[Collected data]
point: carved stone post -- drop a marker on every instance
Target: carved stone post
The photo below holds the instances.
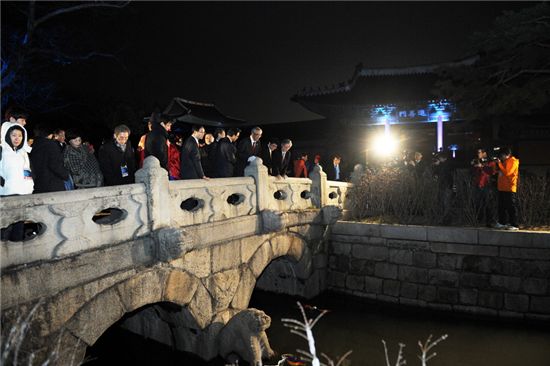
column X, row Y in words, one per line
column 155, row 179
column 318, row 186
column 258, row 171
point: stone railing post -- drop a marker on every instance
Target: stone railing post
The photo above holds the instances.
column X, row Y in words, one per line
column 155, row 179
column 258, row 171
column 318, row 186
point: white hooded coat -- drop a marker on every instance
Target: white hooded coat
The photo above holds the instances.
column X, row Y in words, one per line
column 5, row 127
column 13, row 165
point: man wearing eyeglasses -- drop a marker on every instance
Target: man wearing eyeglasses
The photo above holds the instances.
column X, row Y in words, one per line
column 247, row 148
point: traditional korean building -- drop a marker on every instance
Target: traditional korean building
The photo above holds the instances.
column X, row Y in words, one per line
column 405, row 101
column 200, row 113
column 386, row 96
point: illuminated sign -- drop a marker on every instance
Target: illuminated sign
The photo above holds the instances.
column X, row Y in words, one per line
column 427, row 113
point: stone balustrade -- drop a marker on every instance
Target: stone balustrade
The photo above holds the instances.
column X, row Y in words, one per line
column 81, row 220
column 66, row 221
column 468, row 270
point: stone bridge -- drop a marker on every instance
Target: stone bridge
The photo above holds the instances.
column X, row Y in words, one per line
column 175, row 260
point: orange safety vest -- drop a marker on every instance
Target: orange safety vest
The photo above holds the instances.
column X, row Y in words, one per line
column 508, row 175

▶ _TO DO_
Your answer should be a single number: how many lines in the data above include "hooded"?

▶ _ANSWER BOX_
2